_Yapılacaklar_.
1. Aşağıdaki ifadelerin okuma parçasıyla uyuşup uyuşmadığını belirtin. Her biri için "evet" ya da "hayır" yazın ve karara götüren sözcükleri okuma parçasından aynen alıntılayın.
(a) Yargıçlar, yürütmeyle aynı ücreti almalıdır.
(b) Adalet bilinci yüksek kimi ülkelerde karar yargıcı, duruşmadan önce dosyayı inceleyebilir.
(c) Basında yargılamalar hakkında yorum yapmak serbesttir.
2. Kayıtlarda içinde "window" dizesi geçen bütün satırları toplayın. Büyük ve küçük harf ayrımı dikkate alınmalıdır.

_Okuma parçası_.
★ ★ ★
3) Siyasal güç, yargıcın işine son veremesin.

4) Yargıçlar yürütmeyle aynı ücreti alsın.
5) Yargının bütçesi ayrılsın.
6) Yargı, yardımcı personelini kendi atasın ve yetiştirsin.
7) Yargının devletteki protokoldeki yeri, erkler eşitliği ilkesine göre belirlensin.
8) Yargıç, mahkemesinde de bağımsız olsun.
9) Yargıç, hiç bir akçalı yüke katlanmaksızın kaynaklara ulaşsın, kendisini yetiştirsin.
10) Siyasal ve başka çevreler, kişiler yargılamaları yorumlamaktan kaçınsınlar. Kaçınsınlar. Çünkü, suçun işlenip işlenmediğini, sadece duruşmada tartışılan kanıtlara göre oluşan yargıcın vicdanî kanısı saptayacaktır. Bu vicdanî kanının sağlıklı oluşması için yasalarda bütün diyalektik yargılama kuralları seferber edilmiştir. Yasamada görüşme, basında yorum yasaktır. Bu öylesine duyarlılık isteyen bir konudur ki, adalet bilinci yüksek olan kimi ülkelerde, önyargı tehlikesine karşı, duruşma ve karar yargıcına duruşmadan önce dosyayı incelemek yasaklanmıştır. Yargıç, hangi eylemi ve kimi yargıladığını bilmek için sadece iddianameyi okuyabilmektedir.
Konu böylesine önemli ve duyarlıdır. Çünkü adalet, en ufak kuşkuyla gölgelenen, kirlenen bir değerdir. Özenli olmak zorundayız.
Bütün bu düzenlemelere karşın, benim ülkemde hukuk, sanki sadece yapılmak, yazılmak içindir. Yazılı hukuku, "varak-ı mihr-ü vefayı kim okur, kim dinler"? Pek çok insan, yargının önün gelen her davada yorumlar yapar, hatta hükümler kurar.
★ ★ ★
_Veri kümesi_.
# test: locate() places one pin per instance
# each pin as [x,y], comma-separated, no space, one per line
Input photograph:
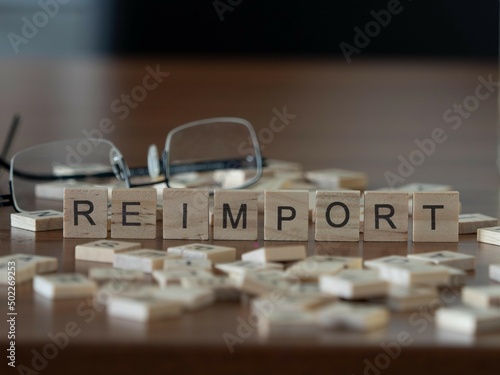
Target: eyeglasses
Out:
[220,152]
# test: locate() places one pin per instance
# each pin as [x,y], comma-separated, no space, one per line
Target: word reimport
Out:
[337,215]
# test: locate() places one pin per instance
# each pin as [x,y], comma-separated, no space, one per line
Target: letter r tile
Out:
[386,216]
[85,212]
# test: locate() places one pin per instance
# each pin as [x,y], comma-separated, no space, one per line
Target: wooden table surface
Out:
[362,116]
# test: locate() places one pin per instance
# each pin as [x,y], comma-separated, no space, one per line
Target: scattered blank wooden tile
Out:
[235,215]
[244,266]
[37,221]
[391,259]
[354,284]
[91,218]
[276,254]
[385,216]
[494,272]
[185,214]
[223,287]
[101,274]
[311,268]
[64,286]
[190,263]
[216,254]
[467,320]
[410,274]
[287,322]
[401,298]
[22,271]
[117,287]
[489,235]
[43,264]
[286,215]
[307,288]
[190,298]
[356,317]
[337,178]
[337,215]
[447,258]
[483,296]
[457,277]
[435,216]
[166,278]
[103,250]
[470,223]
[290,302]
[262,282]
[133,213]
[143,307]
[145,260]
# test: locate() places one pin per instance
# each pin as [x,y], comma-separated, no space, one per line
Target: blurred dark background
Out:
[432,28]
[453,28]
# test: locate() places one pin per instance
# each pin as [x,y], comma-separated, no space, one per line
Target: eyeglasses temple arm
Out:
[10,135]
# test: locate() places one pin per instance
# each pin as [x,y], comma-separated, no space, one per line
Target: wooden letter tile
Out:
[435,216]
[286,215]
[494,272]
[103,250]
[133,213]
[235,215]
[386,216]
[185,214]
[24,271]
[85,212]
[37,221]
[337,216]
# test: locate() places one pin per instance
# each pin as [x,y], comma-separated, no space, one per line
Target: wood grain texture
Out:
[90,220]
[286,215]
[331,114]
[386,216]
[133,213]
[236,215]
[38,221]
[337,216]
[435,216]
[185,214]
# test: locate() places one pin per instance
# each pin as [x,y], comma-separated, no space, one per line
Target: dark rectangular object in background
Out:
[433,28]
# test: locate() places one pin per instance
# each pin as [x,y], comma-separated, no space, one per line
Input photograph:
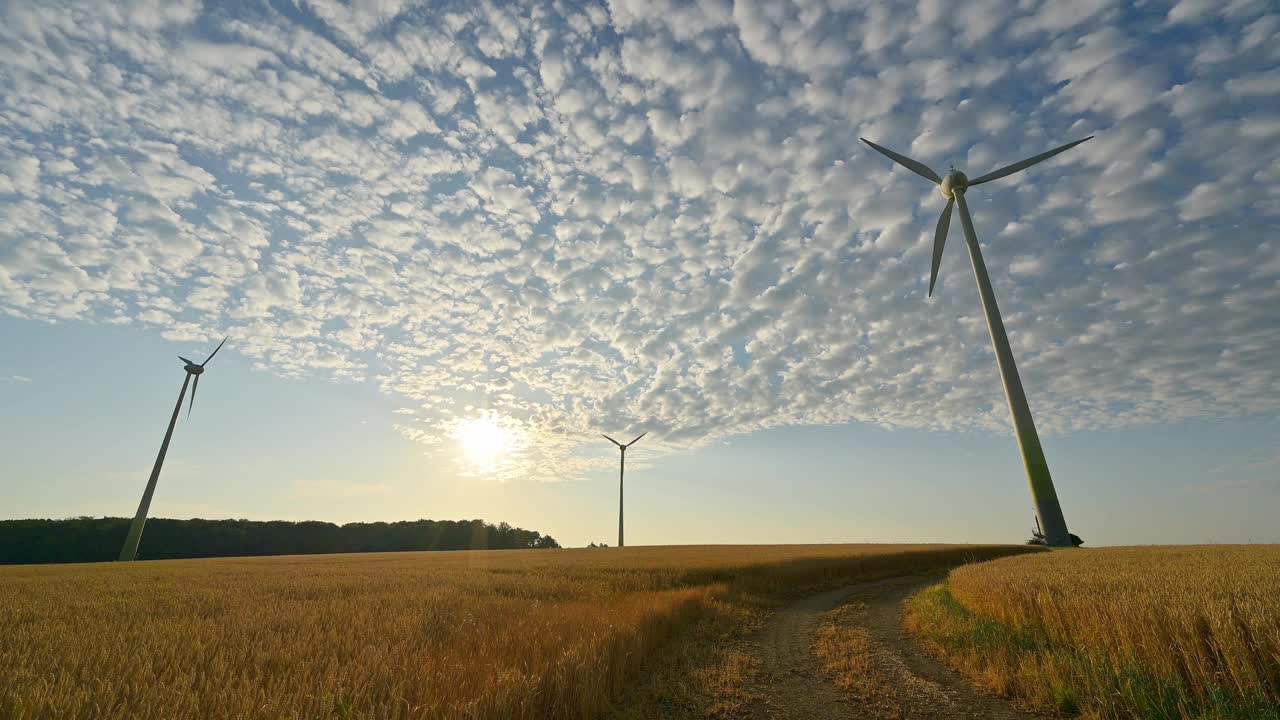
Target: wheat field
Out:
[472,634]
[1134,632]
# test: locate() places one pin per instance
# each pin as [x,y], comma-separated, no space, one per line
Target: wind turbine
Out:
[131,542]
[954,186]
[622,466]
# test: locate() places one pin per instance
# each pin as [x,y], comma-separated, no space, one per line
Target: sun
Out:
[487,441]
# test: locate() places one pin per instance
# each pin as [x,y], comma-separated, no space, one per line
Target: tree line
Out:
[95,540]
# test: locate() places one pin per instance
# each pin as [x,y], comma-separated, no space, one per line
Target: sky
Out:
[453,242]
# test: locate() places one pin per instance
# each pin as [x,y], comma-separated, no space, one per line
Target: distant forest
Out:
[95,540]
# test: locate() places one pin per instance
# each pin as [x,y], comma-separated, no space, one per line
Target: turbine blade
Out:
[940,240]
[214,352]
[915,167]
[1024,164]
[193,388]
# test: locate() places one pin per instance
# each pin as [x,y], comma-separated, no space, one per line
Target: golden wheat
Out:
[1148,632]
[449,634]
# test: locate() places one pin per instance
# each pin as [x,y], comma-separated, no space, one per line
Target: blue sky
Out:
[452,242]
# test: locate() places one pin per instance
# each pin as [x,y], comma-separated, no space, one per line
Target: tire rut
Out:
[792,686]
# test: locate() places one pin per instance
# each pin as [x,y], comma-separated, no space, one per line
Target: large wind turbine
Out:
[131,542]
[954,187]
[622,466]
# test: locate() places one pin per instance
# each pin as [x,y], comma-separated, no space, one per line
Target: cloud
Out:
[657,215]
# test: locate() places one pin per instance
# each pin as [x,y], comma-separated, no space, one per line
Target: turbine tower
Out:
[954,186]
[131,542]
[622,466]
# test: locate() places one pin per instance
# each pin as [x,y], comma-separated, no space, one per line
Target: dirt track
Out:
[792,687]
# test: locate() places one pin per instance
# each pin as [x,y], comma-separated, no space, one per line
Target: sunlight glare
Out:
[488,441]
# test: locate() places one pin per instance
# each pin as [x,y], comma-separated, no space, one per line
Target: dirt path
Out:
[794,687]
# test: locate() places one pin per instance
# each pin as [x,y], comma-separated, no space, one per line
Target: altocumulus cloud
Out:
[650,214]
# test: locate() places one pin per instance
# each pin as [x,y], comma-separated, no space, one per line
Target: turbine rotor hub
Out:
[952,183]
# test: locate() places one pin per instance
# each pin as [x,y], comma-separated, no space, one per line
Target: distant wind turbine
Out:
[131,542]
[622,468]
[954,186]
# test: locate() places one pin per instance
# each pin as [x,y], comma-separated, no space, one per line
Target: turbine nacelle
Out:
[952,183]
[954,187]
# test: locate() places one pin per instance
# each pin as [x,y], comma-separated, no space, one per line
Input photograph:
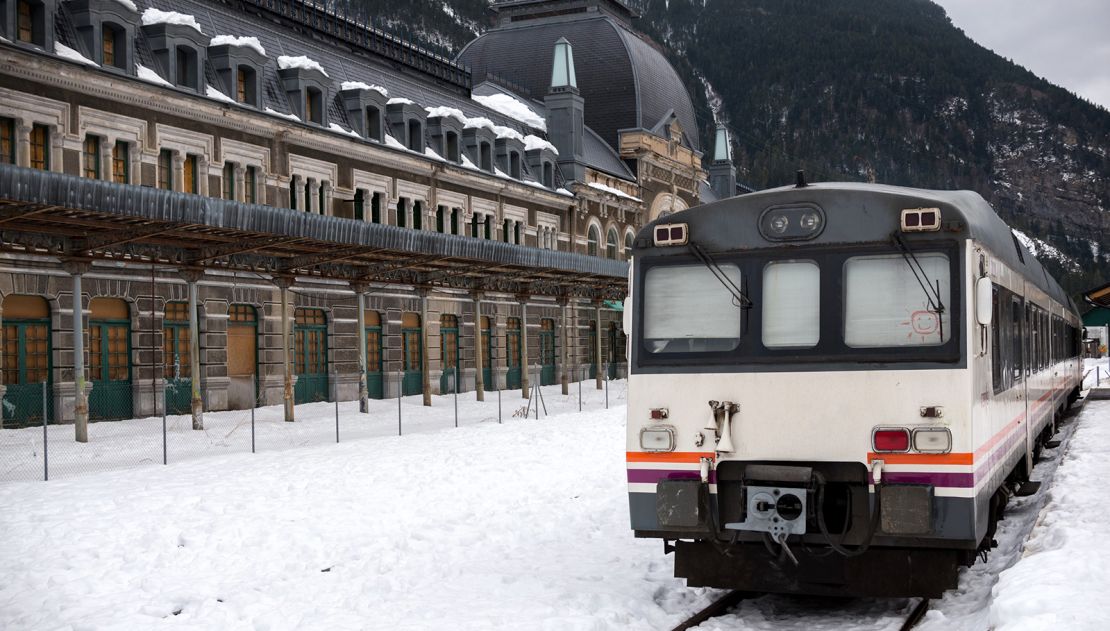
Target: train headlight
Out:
★ ★ ★
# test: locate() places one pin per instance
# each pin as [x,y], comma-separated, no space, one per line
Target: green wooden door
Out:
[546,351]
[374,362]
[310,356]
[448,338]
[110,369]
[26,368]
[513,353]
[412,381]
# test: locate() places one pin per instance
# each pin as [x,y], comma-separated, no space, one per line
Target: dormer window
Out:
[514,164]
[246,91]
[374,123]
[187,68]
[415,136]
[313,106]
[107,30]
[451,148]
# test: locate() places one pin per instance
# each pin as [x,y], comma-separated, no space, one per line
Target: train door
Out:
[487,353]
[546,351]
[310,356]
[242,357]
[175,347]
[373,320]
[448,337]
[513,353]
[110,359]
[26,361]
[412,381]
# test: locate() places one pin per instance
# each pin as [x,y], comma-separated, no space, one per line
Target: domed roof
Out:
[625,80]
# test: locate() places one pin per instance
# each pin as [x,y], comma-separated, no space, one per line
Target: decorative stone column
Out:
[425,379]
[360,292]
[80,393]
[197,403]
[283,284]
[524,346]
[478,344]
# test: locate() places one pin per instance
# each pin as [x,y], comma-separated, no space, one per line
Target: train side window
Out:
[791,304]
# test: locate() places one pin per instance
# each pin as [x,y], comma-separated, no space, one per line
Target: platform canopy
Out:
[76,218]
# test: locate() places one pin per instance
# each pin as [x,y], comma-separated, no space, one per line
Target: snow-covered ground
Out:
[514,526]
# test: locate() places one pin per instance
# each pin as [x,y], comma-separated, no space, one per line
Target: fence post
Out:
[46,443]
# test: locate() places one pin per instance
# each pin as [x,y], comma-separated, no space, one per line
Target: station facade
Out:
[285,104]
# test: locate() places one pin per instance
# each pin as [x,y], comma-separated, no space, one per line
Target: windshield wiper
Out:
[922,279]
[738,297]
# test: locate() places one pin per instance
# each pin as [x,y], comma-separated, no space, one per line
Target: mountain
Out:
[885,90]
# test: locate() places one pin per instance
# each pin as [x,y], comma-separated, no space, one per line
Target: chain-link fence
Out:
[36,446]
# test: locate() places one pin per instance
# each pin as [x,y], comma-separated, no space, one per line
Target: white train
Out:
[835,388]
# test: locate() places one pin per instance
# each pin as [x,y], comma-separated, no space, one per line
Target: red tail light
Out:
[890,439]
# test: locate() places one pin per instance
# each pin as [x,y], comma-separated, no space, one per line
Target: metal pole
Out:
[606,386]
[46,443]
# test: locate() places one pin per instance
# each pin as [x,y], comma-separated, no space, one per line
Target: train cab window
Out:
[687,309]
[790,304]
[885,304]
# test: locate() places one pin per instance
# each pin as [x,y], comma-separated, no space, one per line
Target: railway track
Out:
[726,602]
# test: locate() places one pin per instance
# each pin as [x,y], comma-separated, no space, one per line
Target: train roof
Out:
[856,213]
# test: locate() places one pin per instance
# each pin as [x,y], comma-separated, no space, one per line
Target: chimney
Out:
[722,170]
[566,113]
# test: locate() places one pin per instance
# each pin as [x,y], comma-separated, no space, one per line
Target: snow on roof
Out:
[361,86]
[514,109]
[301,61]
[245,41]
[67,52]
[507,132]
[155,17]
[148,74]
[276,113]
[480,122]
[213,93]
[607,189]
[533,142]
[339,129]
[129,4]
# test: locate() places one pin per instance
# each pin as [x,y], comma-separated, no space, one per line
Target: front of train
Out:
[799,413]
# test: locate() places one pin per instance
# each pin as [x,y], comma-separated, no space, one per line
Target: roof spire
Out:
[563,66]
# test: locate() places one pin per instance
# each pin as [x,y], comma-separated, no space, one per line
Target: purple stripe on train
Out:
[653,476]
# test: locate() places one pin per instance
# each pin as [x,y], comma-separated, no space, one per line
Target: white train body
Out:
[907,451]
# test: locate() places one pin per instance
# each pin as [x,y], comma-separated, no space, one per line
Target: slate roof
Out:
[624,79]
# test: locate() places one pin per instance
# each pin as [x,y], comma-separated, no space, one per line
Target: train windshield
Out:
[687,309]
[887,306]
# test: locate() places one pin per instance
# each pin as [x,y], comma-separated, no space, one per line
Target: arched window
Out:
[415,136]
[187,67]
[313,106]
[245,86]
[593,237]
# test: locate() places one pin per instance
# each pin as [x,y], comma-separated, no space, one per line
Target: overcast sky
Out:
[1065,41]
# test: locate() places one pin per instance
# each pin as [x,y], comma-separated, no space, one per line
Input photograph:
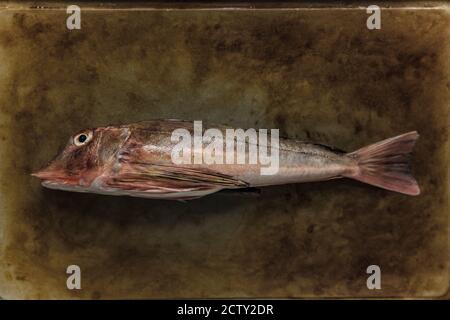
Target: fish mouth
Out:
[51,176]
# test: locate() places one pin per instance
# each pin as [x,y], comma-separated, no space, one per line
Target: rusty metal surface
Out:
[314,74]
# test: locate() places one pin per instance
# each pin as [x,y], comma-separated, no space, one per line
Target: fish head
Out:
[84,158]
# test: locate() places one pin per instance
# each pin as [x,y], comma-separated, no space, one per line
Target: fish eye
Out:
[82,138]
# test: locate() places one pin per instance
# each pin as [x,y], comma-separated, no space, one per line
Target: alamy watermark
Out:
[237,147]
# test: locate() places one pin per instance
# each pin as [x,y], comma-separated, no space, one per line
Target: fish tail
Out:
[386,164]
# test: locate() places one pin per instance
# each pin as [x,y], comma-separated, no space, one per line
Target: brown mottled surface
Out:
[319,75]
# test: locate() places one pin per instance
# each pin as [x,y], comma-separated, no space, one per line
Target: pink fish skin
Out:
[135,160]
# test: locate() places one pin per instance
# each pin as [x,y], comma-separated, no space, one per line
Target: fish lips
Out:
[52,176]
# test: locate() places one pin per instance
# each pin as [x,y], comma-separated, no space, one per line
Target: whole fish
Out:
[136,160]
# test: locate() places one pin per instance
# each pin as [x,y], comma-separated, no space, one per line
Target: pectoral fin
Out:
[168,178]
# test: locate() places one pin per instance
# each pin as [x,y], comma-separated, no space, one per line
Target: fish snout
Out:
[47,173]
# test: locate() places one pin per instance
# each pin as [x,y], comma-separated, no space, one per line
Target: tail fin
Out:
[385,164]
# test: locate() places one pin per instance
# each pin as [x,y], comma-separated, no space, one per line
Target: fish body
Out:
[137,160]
★ ★ ★
_Alıştırma yanıtları_.
1.
(a) Evet: "Yargıçlar yürütmeyle aynı ücreti alsın."
(b) Hayır: "duruşma ve karar yargıcına duruşmadan önce dosyayı incelemek yasaklanmıştır."
(c) Hayır: "Yasamada görüşme, basında yorum yasaktır."

2.
Target: dormer window
Target: train side window
Target: train cab window
Target: arched window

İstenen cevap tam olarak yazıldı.